[Direction]
Write out all the items below word for word, but leave out the pictures.

● ● ●

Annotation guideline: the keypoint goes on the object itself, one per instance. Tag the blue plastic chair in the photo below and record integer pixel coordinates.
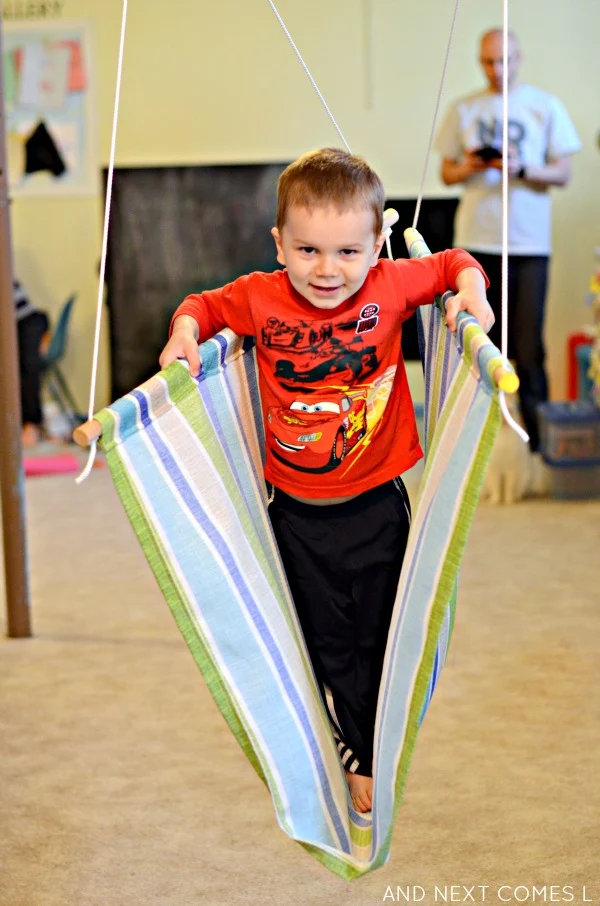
(52, 375)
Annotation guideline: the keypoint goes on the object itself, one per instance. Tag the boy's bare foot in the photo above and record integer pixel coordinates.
(361, 791)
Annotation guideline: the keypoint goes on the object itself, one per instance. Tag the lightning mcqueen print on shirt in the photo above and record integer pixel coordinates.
(315, 436)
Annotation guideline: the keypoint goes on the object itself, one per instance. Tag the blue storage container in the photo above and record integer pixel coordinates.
(570, 445)
(570, 433)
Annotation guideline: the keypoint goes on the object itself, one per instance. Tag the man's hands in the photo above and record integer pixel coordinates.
(470, 298)
(513, 161)
(459, 171)
(183, 344)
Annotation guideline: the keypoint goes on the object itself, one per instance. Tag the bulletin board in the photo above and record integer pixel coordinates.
(49, 115)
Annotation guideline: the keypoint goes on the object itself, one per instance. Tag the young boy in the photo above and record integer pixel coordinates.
(339, 418)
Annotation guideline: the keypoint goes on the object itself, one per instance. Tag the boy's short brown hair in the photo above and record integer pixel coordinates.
(330, 176)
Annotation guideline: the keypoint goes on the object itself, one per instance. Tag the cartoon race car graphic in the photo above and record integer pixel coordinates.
(294, 334)
(315, 435)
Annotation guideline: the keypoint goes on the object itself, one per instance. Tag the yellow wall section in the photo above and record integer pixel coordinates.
(218, 82)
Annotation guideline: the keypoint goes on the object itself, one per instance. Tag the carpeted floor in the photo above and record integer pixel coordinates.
(121, 784)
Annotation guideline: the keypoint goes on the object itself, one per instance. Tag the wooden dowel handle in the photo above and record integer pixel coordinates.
(86, 433)
(506, 380)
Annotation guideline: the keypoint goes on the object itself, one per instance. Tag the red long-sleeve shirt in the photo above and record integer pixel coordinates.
(338, 414)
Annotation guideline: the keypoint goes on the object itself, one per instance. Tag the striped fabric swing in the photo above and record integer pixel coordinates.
(186, 456)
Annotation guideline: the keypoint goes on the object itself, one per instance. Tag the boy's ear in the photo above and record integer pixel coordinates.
(277, 238)
(378, 246)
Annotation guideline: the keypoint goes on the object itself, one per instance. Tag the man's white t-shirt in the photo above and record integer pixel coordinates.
(540, 129)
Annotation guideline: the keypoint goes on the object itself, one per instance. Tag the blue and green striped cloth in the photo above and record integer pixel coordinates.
(186, 456)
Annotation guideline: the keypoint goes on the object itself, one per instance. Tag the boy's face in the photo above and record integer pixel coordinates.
(327, 253)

● ● ●

[Full output]
Annotation guideline: the keypoint goes on the object itself, one per instance. Tag the blue plastic chair in the photo below and record integer pixel coordinates.
(52, 375)
Annotation guideline: the keypoint goes on the object itself, one per instance. Tag the boy's bare foot in the photo above and record integer pixel coordinates.
(361, 791)
Annotation guideline: the keypoint goes on the object itself, one per instance. Tag the lightning mcqueen print on shirt in the photo above and record integer pixel coordinates.
(315, 436)
Annotation guideline: the keypoint goes on the object itself, one per instance. Tag the blue storage container in the photo above and record integer pixel coordinates.
(570, 445)
(570, 433)
Annotation guideline: the keypoint goes on the object itself, one per instance. Tag the man's hands in the photo above and record integer pixel coordinates.
(470, 298)
(513, 161)
(459, 171)
(183, 344)
Annotation guideline: the keypoint goes on the object itself, one per instance. Tag the bulletin board in the photo above and record integer pixel coordinates.
(49, 115)
Annotation guideline: the keypoint goes on the object itself, one per instance. Tag the young boy in the photo above and record integer pixel coordinates.
(339, 418)
Annotation guideline: the keypoint goes on the object itself, one per instance. Tag the boy's short brown hair in the photo above and record integer pixel coordinates.
(330, 176)
Annotation guideline: the keypoint goes on the object itself, one per instance. Tag the cartoon race car graphic in the photo above and record integer pixel coordinates.
(294, 334)
(315, 435)
Annotation guideline: the keypoint goes on the object itself, one per instance. Tag the yellow wall section in the photo above and record integer pixel coordinates.
(218, 82)
Annotation guideline: the keypoint goes on the object itself, one per instance. Tag the carpeted floor in the photo above and record integer pixel coordinates.
(121, 784)
Annotation guideline: the keypoint goes on the object itself, one per instance. Tag the wooden dowel handle in the photo above and record integer pixel coordinates.
(86, 433)
(506, 380)
Annotation guideline: the keypoint goes on the object itself, one per instance. Tag the red long-sleeve shirt in the photo above and record integer pixel coordinates.
(338, 414)
Annotation guideline: the keypoint goes on the object itself, one per instance. Tag the striped fabric swing in the photo above and record integer pixel coordinates.
(186, 456)
Annotation guideline: the keypoint goes on the object itself, one per instance. Tag the boy's ear in the photo above and record integer pixel coordinates.
(277, 238)
(378, 246)
Annotation guideline: the keypoint goes on the object itself, one per instance. Tag the man's white t-shirt in the photo above and record integer pixel coordinates.
(540, 129)
Annotation guideline: the keypoint goes on the object itself, one per instance. Tag the blue and green striped cloth in the photo above and record integer pixel coordinates.
(186, 456)
Annotation guideline: the keypoint goes on the object itself, one per instance. Tag the boy's face in the photo above and record integer pixel coordinates.
(327, 253)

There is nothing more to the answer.